Dataset records ->
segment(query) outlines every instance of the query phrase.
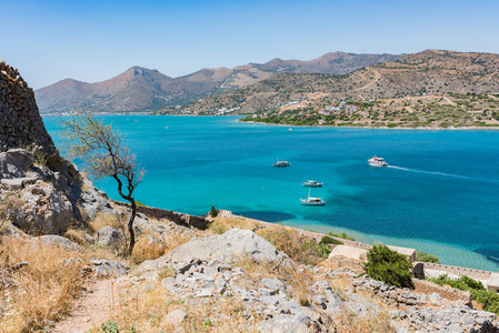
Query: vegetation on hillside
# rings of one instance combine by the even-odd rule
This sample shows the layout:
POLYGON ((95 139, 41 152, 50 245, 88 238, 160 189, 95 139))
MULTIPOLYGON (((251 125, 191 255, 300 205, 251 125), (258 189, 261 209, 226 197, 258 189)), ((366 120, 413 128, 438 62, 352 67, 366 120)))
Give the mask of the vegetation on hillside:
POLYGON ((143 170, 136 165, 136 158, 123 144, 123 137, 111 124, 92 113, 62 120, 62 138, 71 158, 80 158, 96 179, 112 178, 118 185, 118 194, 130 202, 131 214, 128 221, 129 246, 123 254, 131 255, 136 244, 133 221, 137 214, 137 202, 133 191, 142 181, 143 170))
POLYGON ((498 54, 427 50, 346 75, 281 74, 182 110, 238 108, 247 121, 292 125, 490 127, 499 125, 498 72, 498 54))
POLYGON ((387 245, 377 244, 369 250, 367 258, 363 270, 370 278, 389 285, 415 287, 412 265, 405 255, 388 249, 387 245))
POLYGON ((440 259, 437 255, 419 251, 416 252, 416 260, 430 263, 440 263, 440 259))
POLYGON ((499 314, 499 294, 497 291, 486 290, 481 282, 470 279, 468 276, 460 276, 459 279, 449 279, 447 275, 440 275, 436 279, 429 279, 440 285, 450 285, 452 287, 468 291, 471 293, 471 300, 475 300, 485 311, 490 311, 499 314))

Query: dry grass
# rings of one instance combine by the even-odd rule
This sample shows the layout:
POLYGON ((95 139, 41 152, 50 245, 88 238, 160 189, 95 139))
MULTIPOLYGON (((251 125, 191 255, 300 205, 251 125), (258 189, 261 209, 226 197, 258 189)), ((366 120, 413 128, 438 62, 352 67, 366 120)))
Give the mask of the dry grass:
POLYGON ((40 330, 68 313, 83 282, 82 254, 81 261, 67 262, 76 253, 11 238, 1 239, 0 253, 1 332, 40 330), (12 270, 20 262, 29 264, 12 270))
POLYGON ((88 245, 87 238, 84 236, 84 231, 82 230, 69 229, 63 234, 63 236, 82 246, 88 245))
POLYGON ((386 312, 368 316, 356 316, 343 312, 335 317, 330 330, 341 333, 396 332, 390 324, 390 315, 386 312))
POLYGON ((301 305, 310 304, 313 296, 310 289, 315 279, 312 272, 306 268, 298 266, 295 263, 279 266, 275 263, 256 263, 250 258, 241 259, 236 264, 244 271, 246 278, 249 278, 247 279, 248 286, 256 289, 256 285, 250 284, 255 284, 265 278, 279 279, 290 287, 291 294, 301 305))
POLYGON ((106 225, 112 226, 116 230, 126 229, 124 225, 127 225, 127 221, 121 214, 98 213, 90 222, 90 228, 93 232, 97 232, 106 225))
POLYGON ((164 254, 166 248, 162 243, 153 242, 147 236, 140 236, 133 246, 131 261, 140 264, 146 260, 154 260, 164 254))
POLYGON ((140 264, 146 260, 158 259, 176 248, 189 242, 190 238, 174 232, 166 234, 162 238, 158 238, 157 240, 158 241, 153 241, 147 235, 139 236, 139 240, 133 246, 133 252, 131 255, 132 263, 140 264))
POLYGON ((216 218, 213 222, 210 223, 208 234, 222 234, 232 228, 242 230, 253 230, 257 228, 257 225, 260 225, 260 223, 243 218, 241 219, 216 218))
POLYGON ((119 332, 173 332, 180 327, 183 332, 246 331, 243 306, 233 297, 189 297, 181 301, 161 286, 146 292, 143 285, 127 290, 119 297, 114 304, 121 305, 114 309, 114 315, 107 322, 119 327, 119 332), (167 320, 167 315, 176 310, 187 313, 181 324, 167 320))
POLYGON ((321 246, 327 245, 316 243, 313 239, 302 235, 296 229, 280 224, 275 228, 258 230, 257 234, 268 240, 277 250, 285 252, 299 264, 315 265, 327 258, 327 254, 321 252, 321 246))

Requirement -> Copy all of the data above line for line, with no changes, and leave the picture out of your copy.

Finished task ->
segment(query) outlines every instance of the query phrase.
Query: vegetation on hillside
# rings of one instance combine by the even-odd rule
This sample shows the layout:
POLYGON ((95 139, 41 152, 50 245, 88 238, 160 189, 95 139))
MULTIPOLYGON (((251 125, 191 255, 300 205, 251 125), (258 189, 261 209, 226 197, 258 189)), ((366 120, 413 128, 438 62, 352 67, 366 120)))
Give the mask of the vegetation on hillside:
POLYGON ((143 170, 136 165, 136 158, 123 144, 123 137, 111 124, 92 113, 62 120, 62 138, 71 158, 80 158, 96 179, 112 178, 118 185, 118 194, 130 202, 131 214, 128 221, 129 246, 123 254, 131 255, 136 244, 133 221, 137 214, 137 202, 133 191, 142 181, 143 170))
POLYGON ((498 54, 427 50, 346 75, 281 74, 182 110, 238 108, 247 121, 292 125, 490 127, 499 125, 498 72, 498 54))
POLYGON ((387 245, 377 244, 369 250, 367 258, 363 270, 370 278, 389 285, 415 287, 412 265, 405 255, 388 249, 387 245))
POLYGON ((440 259, 437 255, 419 251, 416 252, 416 260, 430 263, 440 263, 440 259))
POLYGON ((499 314, 499 294, 497 291, 486 290, 481 282, 470 279, 468 276, 460 276, 459 279, 449 279, 447 275, 440 275, 436 279, 429 279, 440 285, 450 285, 452 287, 468 291, 471 293, 471 300, 475 300, 485 311, 490 311, 499 314))

Query: dry grass
# rings of one instance combine by the even-odd rule
This sample shows the layout:
POLYGON ((95 139, 41 152, 50 245, 88 238, 160 189, 95 139))
MULTIPOLYGON (((251 125, 191 255, 300 205, 251 125), (258 189, 261 209, 226 197, 258 189)), ((366 120, 413 128, 438 62, 352 67, 366 120)))
Give the mask of the dry grass:
POLYGON ((40 330, 68 313, 83 282, 82 254, 81 261, 67 262, 76 253, 11 238, 1 239, 0 253, 1 332, 40 330), (12 270, 20 262, 29 264, 12 270))
POLYGON ((88 245, 87 238, 84 236, 84 231, 82 230, 69 229, 63 234, 63 236, 82 246, 88 245))
POLYGON ((386 312, 368 316, 356 316, 343 312, 335 317, 330 330, 341 333, 396 332, 390 324, 390 315, 386 312))
POLYGON ((301 305, 310 304, 313 296, 310 289, 315 279, 312 272, 306 268, 298 266, 295 263, 279 266, 275 263, 256 263, 250 258, 241 259, 236 264, 244 271, 246 278, 249 278, 247 279, 248 286, 256 289, 256 285, 250 284, 255 284, 265 278, 279 279, 290 287, 291 294, 301 305))
POLYGON ((106 225, 112 226, 116 230, 126 229, 124 225, 127 225, 127 221, 121 214, 98 213, 90 222, 90 228, 93 232, 97 232, 106 225))
POLYGON ((164 254, 166 248, 162 243, 153 242, 147 236, 140 236, 133 246, 131 261, 140 264, 146 260, 154 260, 164 254))
POLYGON ((140 264, 146 260, 158 259, 176 248, 189 242, 190 238, 174 232, 166 234, 162 238, 158 238, 157 240, 158 241, 153 241, 147 235, 139 236, 139 240, 133 246, 133 252, 131 255, 132 263, 140 264))
POLYGON ((216 218, 213 222, 210 223, 208 234, 222 234, 232 228, 242 230, 253 230, 257 228, 257 225, 260 225, 260 223, 243 218, 241 219, 216 218))
POLYGON ((119 332, 173 332, 180 327, 183 332, 246 331, 243 306, 233 297, 189 297, 181 301, 161 286, 146 292, 143 285, 127 290, 119 297, 114 304, 121 305, 114 309, 114 315, 107 322, 119 327, 119 332), (167 320, 167 315, 176 310, 187 313, 181 324, 167 320))
POLYGON ((321 246, 327 245, 316 243, 313 239, 302 235, 296 229, 280 224, 275 228, 258 230, 257 234, 268 240, 277 250, 285 252, 299 264, 315 265, 327 258, 327 254, 321 252, 321 246))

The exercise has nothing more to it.